_What needs to be done_. Repeat all of the following items word for word, with no changes.

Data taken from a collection
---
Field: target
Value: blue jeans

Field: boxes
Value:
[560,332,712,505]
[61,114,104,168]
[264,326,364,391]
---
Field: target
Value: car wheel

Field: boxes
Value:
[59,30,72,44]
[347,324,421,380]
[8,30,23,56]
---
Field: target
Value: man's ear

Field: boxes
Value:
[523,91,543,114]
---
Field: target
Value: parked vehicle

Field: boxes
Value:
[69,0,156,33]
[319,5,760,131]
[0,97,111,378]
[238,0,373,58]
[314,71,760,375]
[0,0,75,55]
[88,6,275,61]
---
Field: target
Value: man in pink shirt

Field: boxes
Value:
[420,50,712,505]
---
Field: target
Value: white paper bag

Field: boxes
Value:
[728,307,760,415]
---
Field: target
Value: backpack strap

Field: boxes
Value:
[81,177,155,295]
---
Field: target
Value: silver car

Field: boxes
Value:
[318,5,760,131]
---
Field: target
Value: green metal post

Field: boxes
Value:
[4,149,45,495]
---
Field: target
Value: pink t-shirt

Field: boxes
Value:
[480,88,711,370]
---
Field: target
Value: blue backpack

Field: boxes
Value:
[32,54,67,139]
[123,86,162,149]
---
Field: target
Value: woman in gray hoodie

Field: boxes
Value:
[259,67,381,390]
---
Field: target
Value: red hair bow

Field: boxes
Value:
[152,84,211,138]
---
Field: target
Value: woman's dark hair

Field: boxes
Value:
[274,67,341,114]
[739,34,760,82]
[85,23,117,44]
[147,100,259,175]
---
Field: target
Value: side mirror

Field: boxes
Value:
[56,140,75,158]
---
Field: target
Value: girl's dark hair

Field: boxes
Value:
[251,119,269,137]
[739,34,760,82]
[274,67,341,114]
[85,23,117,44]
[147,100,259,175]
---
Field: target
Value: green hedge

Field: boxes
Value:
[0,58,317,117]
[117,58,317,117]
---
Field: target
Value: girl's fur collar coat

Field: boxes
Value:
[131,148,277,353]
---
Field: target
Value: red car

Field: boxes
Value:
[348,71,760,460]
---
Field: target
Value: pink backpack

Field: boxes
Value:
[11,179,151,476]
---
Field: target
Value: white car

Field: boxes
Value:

_Reply to the exercise_.
---
Field: target
Value: blue jeans

Field: boxes
Value:
[560,332,712,505]
[61,114,104,168]
[264,326,364,391]
---
Field: target
Value: car wheel

Field: boxes
Value:
[59,30,72,44]
[347,324,421,380]
[8,30,23,56]
---
Field: target
Value: man's ear

Field: boxes
Value:
[523,91,543,114]
---
Field: target
Value: parked vehicle

Field: boxes
Value:
[69,0,156,33]
[319,5,760,131]
[0,97,111,378]
[238,0,373,58]
[314,71,760,375]
[0,0,75,55]
[88,6,275,61]
---
Field: target
Value: man in pink shirt

Field: boxes
Value:
[420,50,712,505]
---
Field: target
Value: white paper bag

Field: boxes
Value:
[728,307,760,415]
---
Field: target
Value: backpack strap

Field: boxes
Value:
[81,177,155,295]
---
Field: target
Value: silver car

Field: boxes
Value:
[318,5,760,131]
---
Field: target
Value: green metal post

Field: boxes
Value:
[4,149,45,495]
---
Field: target
Value: pink t-shirt

Field: boxes
Value:
[480,88,711,370]
---
Field: target
Value: blue backpack

Field: boxes
Value:
[32,54,67,139]
[123,86,162,149]
---
Field: target
Value: woman in gray hoodie

Field: boxes
Value:
[259,67,381,390]
---
Field: target
Value: red hair bow

Field: boxes
Value:
[152,84,211,138]
---
Field: target
Value: woman's dark hair

Field: boxes
Value:
[274,67,341,114]
[739,34,760,82]
[85,23,117,44]
[147,100,259,175]
---
Field: target
Value: side mirror

Field: boxes
Value:
[56,140,75,158]
---
Field: target
Value: girl's dark hair

Field: boxes
Value:
[251,119,269,137]
[739,34,760,82]
[274,67,341,114]
[85,23,117,44]
[147,100,259,175]
---
Field: target
Value: green hedge

Field: boxes
Value:
[0,58,317,117]
[117,58,317,117]
---
Field: target
Value: girl's fur collar coat

Field: boxes
Value:
[131,148,277,353]
---
Field: target
Value: red car

Field: boxes
Value:
[348,71,760,460]
---
Field: target
Value: pink backpack

Field: boxes
Value:
[11,179,151,476]
---
Field: target
Value: white car

Field: boxes
Value:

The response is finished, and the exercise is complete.